▶ [EXCERPT PROVIDED]
——————
Minimizing $l(x,y)$

Let us, for avoiding confusion later, write $l$ as $l(a,b)=(a-b)^2+(a^2-3b+5)^2 \ \ \forall \ a,b \in \mathbb{R}$

Now, this looks similar to the distance formula in coordinate geometry, doesn't it? If this strikes , then the problem becomes easy.

We can think of $l(a,b)$ as the square of the distance between the points $(a,a^2+5)$ and $(b,3b)$ .

The first set of points is the upward parabola $y=x^2+5$ and the second set of points is the straight line $y=3x$ .

$\therefore$ we need to find the shortest distance between the curves $y=3x$ and $y=x^2+5$ .

This occurs along the common normal, as can be seen from a rough sketch of the graphs.

Or, this can be put the other way round, and we can say that the tangent at the point on the parabola which is nearest to the line is parallel to the line.

$\therefore \ 2x=3 \ \implies \ x=\dfrac{3}{2}$ .

The point on the parabola nearest to the line is therefore $\left(\dfrac{3}{2}, \dfrac{29}{4}\right)$

Hence, $\begin{aligned} \min \{l(a,b)\}=\min \{l(x,y)\} &=\left|\dfrac{3 \cdot \dfrac{3}{2}-\dfrac{29}{4}}{\sqrt {3^2+1^2}}\right|^2\\ &= \left|-\dfrac{11}{4\sqrt 10}\right|^2 \\ &=\boxed{\dfrac{121}{160}} \end{aligned}$
——————
▶ [ENTRIES]

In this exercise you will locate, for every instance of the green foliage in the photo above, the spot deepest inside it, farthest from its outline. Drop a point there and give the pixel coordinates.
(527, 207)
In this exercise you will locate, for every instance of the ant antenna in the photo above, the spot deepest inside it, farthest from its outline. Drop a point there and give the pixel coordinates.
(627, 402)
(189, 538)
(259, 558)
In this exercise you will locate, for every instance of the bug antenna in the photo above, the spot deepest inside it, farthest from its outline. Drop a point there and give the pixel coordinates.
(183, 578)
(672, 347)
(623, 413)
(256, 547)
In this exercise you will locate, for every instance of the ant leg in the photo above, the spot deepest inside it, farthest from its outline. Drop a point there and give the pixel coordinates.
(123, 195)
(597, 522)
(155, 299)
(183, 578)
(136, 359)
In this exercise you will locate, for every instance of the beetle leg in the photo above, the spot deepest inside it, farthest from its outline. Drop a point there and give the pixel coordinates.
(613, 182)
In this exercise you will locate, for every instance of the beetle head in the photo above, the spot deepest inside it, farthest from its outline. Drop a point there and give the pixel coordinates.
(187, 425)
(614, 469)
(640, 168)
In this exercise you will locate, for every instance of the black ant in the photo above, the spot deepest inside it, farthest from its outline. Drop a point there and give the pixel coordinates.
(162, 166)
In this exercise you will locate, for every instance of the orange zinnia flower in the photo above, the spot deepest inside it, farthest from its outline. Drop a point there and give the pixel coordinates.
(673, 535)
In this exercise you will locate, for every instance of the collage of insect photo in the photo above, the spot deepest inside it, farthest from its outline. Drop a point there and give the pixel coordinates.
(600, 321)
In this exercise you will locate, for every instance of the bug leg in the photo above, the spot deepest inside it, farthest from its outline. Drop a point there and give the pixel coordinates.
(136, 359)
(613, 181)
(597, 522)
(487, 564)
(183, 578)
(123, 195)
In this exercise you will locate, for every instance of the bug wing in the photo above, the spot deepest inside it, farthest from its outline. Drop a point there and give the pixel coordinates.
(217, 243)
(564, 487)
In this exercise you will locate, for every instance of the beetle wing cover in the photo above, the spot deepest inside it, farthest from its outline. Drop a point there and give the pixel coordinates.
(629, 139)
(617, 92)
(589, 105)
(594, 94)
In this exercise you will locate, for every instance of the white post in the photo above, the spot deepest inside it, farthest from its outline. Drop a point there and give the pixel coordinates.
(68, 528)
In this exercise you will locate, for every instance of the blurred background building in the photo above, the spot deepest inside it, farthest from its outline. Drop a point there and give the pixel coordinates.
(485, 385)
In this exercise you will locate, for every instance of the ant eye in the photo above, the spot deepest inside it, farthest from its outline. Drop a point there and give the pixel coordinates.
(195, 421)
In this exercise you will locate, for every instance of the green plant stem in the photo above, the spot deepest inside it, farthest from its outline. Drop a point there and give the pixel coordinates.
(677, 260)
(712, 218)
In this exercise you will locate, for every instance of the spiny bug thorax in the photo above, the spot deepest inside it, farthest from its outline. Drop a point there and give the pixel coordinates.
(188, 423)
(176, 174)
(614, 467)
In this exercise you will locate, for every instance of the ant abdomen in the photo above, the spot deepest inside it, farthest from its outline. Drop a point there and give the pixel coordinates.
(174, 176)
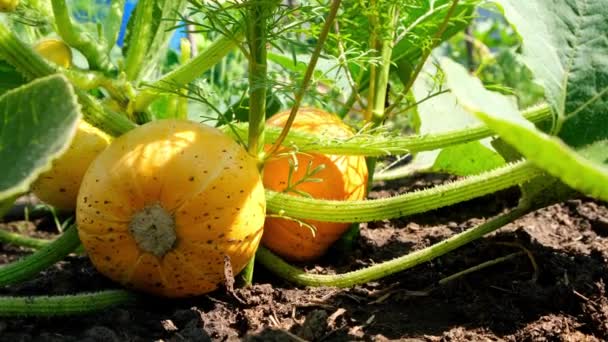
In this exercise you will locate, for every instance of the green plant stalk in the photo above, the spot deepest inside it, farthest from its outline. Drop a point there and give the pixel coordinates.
(32, 65)
(50, 306)
(436, 40)
(383, 145)
(102, 117)
(29, 63)
(382, 75)
(182, 101)
(190, 71)
(31, 265)
(140, 38)
(257, 21)
(94, 51)
(21, 240)
(378, 271)
(257, 30)
(402, 205)
(310, 68)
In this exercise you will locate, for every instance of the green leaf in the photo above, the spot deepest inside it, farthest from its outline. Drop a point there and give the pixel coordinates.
(547, 152)
(112, 22)
(566, 47)
(467, 159)
(442, 113)
(421, 22)
(9, 77)
(38, 122)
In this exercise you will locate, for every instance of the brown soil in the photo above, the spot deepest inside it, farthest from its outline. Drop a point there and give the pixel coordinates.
(563, 299)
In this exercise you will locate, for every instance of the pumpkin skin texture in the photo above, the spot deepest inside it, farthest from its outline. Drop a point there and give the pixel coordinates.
(59, 186)
(343, 178)
(55, 51)
(163, 205)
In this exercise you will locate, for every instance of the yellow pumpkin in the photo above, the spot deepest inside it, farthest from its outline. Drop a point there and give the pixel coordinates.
(343, 178)
(164, 205)
(8, 5)
(56, 51)
(59, 186)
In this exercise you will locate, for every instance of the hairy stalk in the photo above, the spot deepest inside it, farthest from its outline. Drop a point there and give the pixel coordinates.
(94, 51)
(188, 72)
(102, 117)
(385, 145)
(20, 55)
(140, 38)
(293, 274)
(31, 265)
(335, 5)
(182, 101)
(87, 80)
(49, 306)
(386, 51)
(402, 205)
(257, 30)
(424, 57)
(22, 240)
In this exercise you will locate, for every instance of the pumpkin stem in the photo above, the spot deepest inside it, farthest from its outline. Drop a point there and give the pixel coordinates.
(153, 229)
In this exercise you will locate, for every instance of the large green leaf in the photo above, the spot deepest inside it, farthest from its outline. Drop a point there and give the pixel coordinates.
(566, 47)
(9, 77)
(439, 112)
(422, 19)
(38, 122)
(585, 170)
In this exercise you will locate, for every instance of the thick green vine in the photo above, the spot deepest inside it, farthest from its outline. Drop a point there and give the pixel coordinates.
(402, 205)
(296, 275)
(31, 265)
(49, 306)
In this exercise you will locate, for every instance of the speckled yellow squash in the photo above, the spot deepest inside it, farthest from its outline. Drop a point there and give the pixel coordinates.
(343, 178)
(59, 186)
(163, 206)
(56, 51)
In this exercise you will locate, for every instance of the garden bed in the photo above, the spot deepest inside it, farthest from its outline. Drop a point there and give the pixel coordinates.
(564, 299)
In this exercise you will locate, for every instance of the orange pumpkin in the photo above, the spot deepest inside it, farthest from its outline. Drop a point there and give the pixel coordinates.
(164, 205)
(343, 178)
(59, 186)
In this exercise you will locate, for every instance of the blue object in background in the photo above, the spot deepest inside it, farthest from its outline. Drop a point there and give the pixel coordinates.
(129, 7)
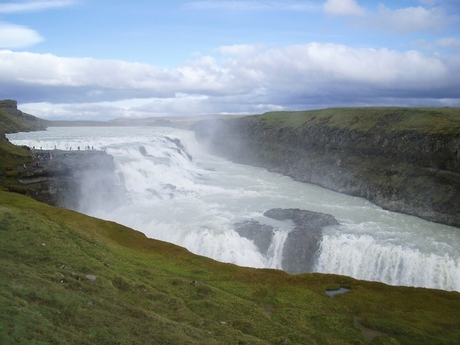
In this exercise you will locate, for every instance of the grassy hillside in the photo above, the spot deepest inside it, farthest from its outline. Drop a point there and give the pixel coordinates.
(67, 278)
(391, 119)
(11, 157)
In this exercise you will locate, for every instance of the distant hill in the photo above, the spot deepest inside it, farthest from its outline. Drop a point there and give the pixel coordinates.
(66, 278)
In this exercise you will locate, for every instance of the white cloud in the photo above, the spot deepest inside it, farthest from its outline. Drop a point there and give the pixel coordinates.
(17, 36)
(408, 20)
(14, 7)
(247, 79)
(247, 5)
(449, 42)
(343, 7)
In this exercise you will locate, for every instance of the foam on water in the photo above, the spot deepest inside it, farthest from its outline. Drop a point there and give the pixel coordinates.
(181, 194)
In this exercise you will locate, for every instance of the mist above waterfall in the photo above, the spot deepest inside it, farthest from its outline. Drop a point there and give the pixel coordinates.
(170, 188)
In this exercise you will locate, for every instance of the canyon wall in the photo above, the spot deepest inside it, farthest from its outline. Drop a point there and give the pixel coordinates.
(400, 160)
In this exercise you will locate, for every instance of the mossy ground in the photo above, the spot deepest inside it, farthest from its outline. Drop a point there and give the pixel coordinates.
(66, 278)
(152, 292)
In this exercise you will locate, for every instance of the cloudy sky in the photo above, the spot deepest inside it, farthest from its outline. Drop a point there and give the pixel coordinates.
(105, 59)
——————
▶ [WHAT YOU NEED TO DO]
A. In the worked solution, which curve does the first set of points, $(a, a^2+5)$, form?
B. From the worked solution, extract the passage from "Or, this can" up to and including "to the line.".
C. Summarize the worked solution in two sentences.

▶ [TASK-BY-TASK ANSWERS]
A. The upward parabola $y = x^2 + 5$.

B.
Or, this can be put the other way round, and we can say that the tangent at the point on the parabola which is nearest to the line is parallel to the line.

C. The worked solution treats $l(a,b)$ as the square of the distance between points on the parabola $y = x^2 + 5$ and points on the line $y = 3x$, so minimizing it means finding the shortest distance between those two curves. Taking the tangent to the parabola parallel to the line gives the nearest point $\left(\frac{3}{2}, \frac{29}{4}\right)$, and squaring that point's distance to the line gives a minimum of $\frac{121}{160}$.